In your journey to self-discovery, be adaptable: to times and environmental change. Also, do not give up no matter what, because success is a simple formula consisting of three variables, will x belief x consistency.

Sarah Udoh-Grossfurthner interviews Andreas Fritsch (Austrian) — ‘a father, husband, and proud grandfather. an entrepreneur, leader, coach, trainer, change-maker, healthy-living advocate.’

‘success is a simple formula consisting of three variables, will x belief x consistency’- Andreas Fritsch. Photo credit, Andreas Fritsch

Sarah: Andreas, first of all, a big thank you for agreeing to share your self-discovery thoughts with my readers and me, and the life wisdom and tips you have gathered in the process of becoming YOU. I can’t wait to hear all you’ve got for us.

Andreas: Sarah, the pleasure is on my side.

Sarah: By the way, can you tell us what the TMA on your business card stands for? It says you are the ‘TMA’ Master trainer.

Andreas: That’s right. TMA stands for “Talent and Motivational Analysis.” As TMA Master Trainer I train and develop coaches, trainers and leaders on how to analyse their teams’ talents as well as their own. That means I enable them to detect strengths, communication patterns, stress patterns, learning styles, organizational and leadership talents, and many more. The goal of working with this kind of mindset is to make leaders and their teams more impactful by making their talents visible and tangible.

Sarah: Awesome! I have already made known the purpose behind my interviews; but before we dive in, let me summarize it here once more. The idea began when I was writing my upcoming book, From Fearful to Fierce — a memoir on how I fought to overcome years of debilitating childhood fears and trauma. Soon after embarking on the project (and based on the responses that were pouring in), I realized there were many out there with stories similar to mine. It was then I asked myself, “How do I use the lessons I have learned in the course of my life journey to provide healing for others who are undergoing ordeals similar to my past pain? Most importantly, how do I combine that with the amazing responses I am receiving to achieve full impact and benefits? And that was how began. There is a saying that there is more that unites us than separate us. And so my interviews are a podium to share tips and life wisdom on how to discover, understand and accept who we truly are as a person. Because the truth of the matter is that many of us live an entire lifetime without really KNOWING that person — YOU. I believe that we are all treasure troves loaded with gems of inestimable values. However, until we know who we really are we will never be able to fully accord our(selves) the true value it deserves. With that out of the way, let’s begin.

• **Dataset excerpts**:
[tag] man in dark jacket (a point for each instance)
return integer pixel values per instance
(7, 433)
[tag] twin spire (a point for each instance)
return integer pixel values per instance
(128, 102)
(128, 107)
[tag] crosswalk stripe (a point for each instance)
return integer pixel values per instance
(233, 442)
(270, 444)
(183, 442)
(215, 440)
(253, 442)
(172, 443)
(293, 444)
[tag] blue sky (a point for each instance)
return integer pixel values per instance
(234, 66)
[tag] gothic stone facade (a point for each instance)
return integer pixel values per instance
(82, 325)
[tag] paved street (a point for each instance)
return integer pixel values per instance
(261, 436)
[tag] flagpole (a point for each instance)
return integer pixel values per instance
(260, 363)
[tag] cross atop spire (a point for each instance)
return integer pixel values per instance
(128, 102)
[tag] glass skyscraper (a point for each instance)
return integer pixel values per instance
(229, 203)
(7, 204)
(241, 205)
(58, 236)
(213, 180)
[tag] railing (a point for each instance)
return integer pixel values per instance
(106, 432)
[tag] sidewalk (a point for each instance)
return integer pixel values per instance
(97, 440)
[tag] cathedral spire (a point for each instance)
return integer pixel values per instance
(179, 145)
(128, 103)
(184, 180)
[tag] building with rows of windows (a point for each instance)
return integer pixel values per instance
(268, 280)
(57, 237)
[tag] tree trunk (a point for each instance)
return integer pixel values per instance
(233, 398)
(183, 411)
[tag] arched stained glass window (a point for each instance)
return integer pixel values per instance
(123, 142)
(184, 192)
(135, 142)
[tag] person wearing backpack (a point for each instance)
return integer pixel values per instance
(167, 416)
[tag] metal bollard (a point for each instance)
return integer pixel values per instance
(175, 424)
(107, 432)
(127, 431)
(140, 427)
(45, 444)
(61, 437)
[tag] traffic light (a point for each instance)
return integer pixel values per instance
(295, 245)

• **Brief**:
Extend the interview with Andreas Fritsch beyond its last sentence. The lines are not used for any of this.

• **Solved exercise**:
There’s so much I want to ask, beginning with your journey as a master coach and trainer; however, let me start with the ever-necessary first question I pose to all my interviewees. Who are you? Who is the entity, Andreas Fritsch?

Andreas: What a deep question… First of all, I’m a father of my four kids, husband and proud grandfather. The experiences I gained brought me to the professional side straight away where, for more than 30 years now, I’ve been doing my best to bring out talents, intrinsic gifts and specific purpose from people. The role of leadership, of course, began with my eldest daughter — without pay of course (chuckle) — but as a professional coach (of twenty years) I work with people who are paying me for what I did free of charge with my children (smile). Before that, I was CEO of a DAX group, another leadership position. In the many Leadership training that I enjoyed as a participant, I realized how important it was for a manager to understand coaching tools and mindset, and how to create real impact together with others.

Sarah: If I understand correctly, you are saying being a father prepared you for your many roles in leadership?

Andreas: Correct.

Sarah: Nice! Let’s turn to your very successful career as a coach and trainer. Did you start wanting to coach and train? If not, how did that begin…what inspired your career path?

Andreas: Basically, it was something that I loved to do right from my childhood, without even realizing it. To be a good coach or trainer you must ask questions, lots of them: and you must pose those questions to all kinds of people, even those not directly connected or related to you. As a kid, I did that. I communicated so much with strangers and asked so many questions to all kinds of people that my parents were sometimes concerned. Later it simply became part of my job because asking questions, as a coach, is a tool and mindset all in one. In my management career, I realized, that it’s only possible to bring out the best in people, to bring them to top performance and to create their better self if you have a specific mindset and ask lots of questions…good questions.

Johann Wolfgang von Goethe — the German poet, playwright, novelist, scientist, statesman, theatre director, and critic — once said: “If you treat people like they are, they are become worse, if you treat them like they could be, they will become better!” To be a good coach and trainer you must relate with those you train and treat them like ‘they could be.’ And to be able to do that demands a specific mindset: where asking questions — even seemingly illogical ones sometimes — becomes your second nature. Asking those questions leads to your becoming a great manager and becoming a great manager leads to impact. Because, honestly, this is what you are supposed to do as a manager: make people better and create an impact. Today I am facilitating these processes with thousands of managers all over the world, performing keynotes online and on stage and coaching managers and their teams to become better and more impactful. Fun fact: I asked around 100.850 questions in my coaching so far and used more than 23.500 flipchart pages to make these things visible.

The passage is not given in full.